** start Given information **
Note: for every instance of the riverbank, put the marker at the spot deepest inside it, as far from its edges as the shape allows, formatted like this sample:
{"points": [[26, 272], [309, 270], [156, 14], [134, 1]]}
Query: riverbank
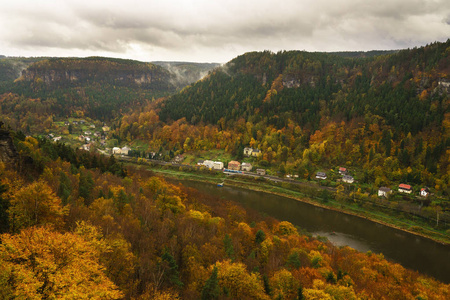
{"points": [[284, 190]]}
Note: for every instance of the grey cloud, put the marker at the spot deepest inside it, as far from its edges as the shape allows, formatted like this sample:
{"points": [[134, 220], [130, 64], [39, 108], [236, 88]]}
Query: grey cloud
{"points": [[119, 27]]}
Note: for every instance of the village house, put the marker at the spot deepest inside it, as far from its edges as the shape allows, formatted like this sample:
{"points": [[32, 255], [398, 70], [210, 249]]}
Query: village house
{"points": [[424, 192], [178, 159], [116, 150], [405, 188], [248, 151], [256, 153], [209, 164], [321, 175], [234, 165], [217, 165], [125, 150], [384, 192], [246, 167], [348, 179], [260, 171]]}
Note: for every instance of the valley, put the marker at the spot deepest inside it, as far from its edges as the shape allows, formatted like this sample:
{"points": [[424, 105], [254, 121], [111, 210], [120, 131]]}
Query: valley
{"points": [[100, 145]]}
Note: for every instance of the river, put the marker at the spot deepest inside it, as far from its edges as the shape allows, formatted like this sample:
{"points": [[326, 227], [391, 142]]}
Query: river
{"points": [[411, 251]]}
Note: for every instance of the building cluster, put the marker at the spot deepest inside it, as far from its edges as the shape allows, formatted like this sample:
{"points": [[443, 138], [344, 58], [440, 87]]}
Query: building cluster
{"points": [[382, 191], [120, 151], [251, 152]]}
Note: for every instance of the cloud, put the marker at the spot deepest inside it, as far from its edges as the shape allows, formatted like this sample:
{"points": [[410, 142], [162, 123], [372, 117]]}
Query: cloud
{"points": [[217, 30]]}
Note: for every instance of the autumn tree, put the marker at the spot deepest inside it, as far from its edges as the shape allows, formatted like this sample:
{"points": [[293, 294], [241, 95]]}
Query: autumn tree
** end Given information **
▶ Exercise requirements: Copy everything from the line containing "Note: for every instance of the building" down to the end of the records, requests included. Multiply each point coordinate in the answers by 2.55 and round it to a whole number, with halves rounded up, but leave the coordinates in the format samples unchanged.

▶ Result for this exercise:
Note: for every instance of the building cluster, put the marker at the spot deepest inside it, as far from its edges as the shape allows, formatted like this sample:
{"points": [[443, 138], [344, 58], [440, 87]]}
Query: building cluster
{"points": [[974, 487], [306, 385], [640, 388]]}
Note: for every instance of the cloud, put the marker at the spot deepest inside it, as far from its edges as the shape allows, formatted like this sample:
{"points": [[410, 142], [162, 123], [372, 117]]}
Query: cloud
{"points": [[553, 77]]}
Note: for every instance of the autumn tree, put the marker at the spot deepest inside it, as far from its edges as the shape allows, formatted like this sample:
{"points": [[293, 294], [241, 95]]}
Query: autumn tree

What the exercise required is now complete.